*YOUR INSTRUCTIONS:* Report each line of the material below that contains the string "gate", copying every such line in full. Uppercase and lowercase letters count as different.

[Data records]
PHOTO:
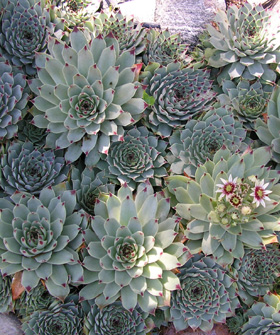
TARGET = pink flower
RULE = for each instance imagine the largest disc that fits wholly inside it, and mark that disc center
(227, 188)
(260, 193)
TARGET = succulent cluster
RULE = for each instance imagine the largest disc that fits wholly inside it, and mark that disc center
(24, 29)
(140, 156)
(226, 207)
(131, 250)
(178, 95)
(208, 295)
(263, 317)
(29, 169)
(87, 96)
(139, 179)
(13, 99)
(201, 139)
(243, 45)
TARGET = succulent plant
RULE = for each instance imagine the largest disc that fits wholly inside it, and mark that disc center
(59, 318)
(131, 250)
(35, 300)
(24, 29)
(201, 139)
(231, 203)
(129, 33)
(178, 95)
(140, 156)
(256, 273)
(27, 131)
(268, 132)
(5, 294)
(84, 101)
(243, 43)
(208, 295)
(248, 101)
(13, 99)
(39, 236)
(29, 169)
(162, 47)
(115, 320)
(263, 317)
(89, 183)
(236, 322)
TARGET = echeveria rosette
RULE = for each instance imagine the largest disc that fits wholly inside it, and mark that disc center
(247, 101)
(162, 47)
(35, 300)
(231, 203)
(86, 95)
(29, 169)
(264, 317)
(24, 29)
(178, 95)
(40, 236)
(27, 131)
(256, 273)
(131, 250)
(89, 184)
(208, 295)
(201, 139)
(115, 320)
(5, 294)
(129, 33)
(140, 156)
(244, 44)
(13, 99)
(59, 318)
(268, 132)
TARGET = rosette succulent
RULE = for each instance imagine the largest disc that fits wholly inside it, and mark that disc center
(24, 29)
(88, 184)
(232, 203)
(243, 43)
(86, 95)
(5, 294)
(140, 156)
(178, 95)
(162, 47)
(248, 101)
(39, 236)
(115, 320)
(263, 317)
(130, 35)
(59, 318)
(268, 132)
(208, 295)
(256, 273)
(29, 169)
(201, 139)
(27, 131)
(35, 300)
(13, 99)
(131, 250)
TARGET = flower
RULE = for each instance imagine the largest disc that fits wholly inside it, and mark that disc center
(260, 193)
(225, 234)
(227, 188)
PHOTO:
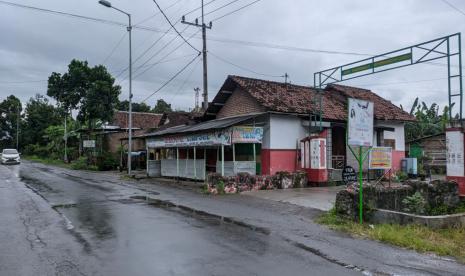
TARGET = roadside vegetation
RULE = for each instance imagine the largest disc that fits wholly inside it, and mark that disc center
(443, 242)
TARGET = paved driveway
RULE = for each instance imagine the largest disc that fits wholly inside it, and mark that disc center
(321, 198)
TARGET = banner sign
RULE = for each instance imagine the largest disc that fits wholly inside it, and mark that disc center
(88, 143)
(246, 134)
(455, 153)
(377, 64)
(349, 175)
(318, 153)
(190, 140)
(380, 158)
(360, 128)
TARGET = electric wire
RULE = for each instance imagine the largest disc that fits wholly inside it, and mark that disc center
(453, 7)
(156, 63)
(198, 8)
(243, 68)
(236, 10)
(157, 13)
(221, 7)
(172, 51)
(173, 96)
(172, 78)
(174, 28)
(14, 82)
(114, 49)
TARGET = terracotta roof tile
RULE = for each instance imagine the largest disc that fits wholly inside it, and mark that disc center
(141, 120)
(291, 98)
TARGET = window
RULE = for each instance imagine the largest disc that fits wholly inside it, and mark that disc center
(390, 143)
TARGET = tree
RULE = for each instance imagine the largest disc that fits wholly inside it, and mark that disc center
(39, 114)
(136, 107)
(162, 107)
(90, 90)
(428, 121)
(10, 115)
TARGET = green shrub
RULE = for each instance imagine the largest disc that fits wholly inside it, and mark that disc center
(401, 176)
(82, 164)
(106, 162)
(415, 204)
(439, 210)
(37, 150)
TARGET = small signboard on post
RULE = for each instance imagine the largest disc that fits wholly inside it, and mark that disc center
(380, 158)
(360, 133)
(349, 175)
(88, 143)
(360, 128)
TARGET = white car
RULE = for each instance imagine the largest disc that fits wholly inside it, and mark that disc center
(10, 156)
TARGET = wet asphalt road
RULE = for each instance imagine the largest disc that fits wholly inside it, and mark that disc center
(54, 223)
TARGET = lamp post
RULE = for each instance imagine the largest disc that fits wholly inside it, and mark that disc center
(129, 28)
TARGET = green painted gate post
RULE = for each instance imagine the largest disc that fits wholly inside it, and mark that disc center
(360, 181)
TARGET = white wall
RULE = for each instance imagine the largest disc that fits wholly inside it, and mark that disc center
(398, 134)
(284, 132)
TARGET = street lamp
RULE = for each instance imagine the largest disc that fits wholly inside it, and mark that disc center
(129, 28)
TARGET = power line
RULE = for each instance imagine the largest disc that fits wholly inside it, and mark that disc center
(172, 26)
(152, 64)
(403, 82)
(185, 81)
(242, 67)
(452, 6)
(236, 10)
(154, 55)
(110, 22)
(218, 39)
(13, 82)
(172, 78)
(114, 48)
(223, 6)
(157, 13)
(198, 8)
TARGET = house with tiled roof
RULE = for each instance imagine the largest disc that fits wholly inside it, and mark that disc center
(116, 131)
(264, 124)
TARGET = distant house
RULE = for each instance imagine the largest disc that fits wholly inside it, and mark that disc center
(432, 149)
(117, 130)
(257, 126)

* * *

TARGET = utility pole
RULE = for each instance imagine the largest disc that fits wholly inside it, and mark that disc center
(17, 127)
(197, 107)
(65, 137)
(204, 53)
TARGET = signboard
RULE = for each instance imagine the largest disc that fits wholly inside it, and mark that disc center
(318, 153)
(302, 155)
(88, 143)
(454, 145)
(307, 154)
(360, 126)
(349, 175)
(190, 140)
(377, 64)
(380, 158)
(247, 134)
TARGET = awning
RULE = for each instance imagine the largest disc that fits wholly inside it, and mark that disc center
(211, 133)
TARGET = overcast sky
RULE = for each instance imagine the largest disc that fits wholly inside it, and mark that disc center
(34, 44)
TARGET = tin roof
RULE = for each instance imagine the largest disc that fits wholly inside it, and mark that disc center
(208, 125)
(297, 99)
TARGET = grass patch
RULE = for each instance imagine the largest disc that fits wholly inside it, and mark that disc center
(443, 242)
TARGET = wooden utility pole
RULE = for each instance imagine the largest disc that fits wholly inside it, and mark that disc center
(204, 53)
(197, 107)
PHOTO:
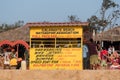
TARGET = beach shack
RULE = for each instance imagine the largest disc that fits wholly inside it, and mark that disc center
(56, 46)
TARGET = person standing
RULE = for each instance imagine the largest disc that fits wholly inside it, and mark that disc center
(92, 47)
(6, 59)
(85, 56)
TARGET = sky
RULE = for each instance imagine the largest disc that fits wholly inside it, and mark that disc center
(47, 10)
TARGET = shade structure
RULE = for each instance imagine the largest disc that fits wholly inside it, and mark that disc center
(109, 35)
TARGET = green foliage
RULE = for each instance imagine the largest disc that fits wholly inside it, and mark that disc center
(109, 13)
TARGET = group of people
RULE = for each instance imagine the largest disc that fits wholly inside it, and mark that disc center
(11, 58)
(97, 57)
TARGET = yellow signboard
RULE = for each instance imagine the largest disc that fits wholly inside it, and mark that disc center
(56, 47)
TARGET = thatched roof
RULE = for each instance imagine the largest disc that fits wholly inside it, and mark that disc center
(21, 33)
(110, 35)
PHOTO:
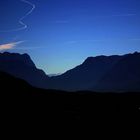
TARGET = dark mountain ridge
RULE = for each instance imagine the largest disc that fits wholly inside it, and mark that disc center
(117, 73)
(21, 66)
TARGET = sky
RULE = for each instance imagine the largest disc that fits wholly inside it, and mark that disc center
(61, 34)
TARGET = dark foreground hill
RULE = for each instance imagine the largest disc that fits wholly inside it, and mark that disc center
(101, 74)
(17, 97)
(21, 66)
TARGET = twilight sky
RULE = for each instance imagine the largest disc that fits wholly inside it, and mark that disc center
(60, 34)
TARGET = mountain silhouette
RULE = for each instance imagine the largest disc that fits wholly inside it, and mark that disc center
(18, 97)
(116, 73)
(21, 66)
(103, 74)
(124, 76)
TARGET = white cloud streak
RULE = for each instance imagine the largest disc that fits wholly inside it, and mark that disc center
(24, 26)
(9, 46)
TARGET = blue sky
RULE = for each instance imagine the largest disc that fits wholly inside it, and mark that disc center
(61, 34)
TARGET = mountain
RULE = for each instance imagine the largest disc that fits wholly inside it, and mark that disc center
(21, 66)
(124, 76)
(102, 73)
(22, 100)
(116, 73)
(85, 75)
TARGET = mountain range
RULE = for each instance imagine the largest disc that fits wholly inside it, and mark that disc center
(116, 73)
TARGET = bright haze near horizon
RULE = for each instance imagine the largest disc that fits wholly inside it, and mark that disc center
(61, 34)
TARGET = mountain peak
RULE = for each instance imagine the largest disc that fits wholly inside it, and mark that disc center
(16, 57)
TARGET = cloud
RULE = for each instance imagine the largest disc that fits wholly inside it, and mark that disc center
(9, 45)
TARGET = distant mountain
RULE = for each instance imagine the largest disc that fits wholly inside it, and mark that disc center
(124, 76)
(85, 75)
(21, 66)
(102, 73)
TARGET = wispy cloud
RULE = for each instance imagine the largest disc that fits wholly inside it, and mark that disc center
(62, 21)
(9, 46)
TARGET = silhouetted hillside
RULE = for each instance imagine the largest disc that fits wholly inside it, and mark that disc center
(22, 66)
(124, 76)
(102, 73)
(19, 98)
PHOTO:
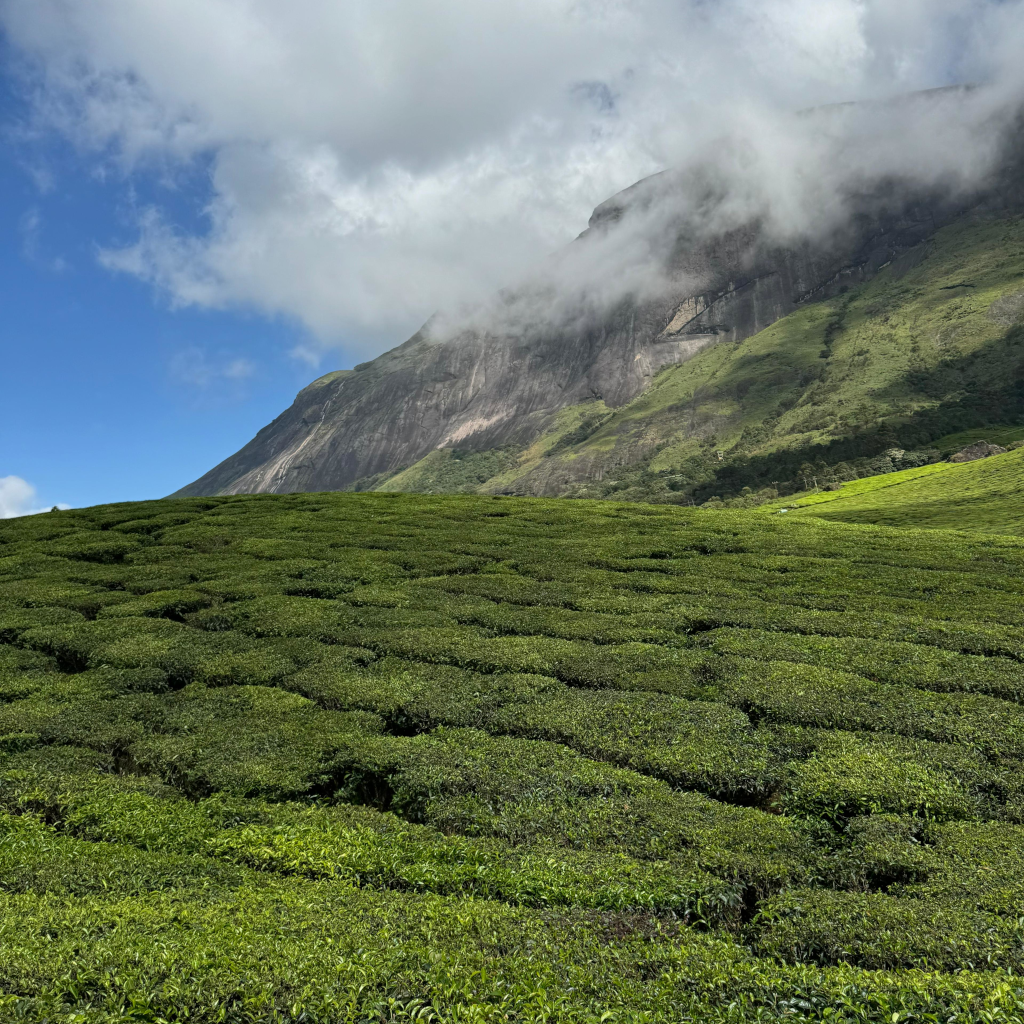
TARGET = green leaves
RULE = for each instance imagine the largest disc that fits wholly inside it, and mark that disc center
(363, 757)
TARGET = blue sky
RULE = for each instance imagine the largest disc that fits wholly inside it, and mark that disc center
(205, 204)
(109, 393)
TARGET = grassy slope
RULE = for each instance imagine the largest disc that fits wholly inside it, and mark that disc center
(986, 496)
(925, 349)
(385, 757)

...

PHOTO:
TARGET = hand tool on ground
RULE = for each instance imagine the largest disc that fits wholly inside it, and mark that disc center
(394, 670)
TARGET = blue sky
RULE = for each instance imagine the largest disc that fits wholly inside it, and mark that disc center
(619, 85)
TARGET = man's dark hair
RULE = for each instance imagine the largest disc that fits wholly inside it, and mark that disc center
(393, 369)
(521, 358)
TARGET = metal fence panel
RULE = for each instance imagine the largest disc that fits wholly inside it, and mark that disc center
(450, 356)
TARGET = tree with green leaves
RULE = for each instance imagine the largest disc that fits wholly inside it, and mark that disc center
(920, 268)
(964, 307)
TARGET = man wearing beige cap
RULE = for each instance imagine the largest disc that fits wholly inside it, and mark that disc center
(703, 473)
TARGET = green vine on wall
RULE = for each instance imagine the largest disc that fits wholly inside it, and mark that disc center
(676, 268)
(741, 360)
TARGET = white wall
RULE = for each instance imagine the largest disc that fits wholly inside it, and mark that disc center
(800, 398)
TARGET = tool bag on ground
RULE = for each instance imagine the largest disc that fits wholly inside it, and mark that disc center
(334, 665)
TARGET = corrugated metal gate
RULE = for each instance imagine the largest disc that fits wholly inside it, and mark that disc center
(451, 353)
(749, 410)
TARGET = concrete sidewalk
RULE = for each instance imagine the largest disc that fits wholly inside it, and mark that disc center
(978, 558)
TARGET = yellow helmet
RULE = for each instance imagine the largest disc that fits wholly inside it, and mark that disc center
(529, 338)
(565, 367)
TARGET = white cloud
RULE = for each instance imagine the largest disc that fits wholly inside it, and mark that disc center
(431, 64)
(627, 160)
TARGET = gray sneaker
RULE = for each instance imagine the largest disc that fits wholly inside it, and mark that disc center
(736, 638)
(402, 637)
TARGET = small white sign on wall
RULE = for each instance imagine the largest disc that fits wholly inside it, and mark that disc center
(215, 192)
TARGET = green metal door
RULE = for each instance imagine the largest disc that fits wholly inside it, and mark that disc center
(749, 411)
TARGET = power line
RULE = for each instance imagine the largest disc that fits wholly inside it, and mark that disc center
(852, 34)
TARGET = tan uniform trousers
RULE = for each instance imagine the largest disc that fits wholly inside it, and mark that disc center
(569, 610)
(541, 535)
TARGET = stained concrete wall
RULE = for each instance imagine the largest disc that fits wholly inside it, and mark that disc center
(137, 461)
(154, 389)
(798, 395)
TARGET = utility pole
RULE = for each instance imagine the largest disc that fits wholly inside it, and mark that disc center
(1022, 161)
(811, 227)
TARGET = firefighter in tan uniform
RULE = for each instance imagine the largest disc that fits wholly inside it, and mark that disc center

*THE ANSWER:*
TARGET = green painted gate post
TARGET = corrugated metal gate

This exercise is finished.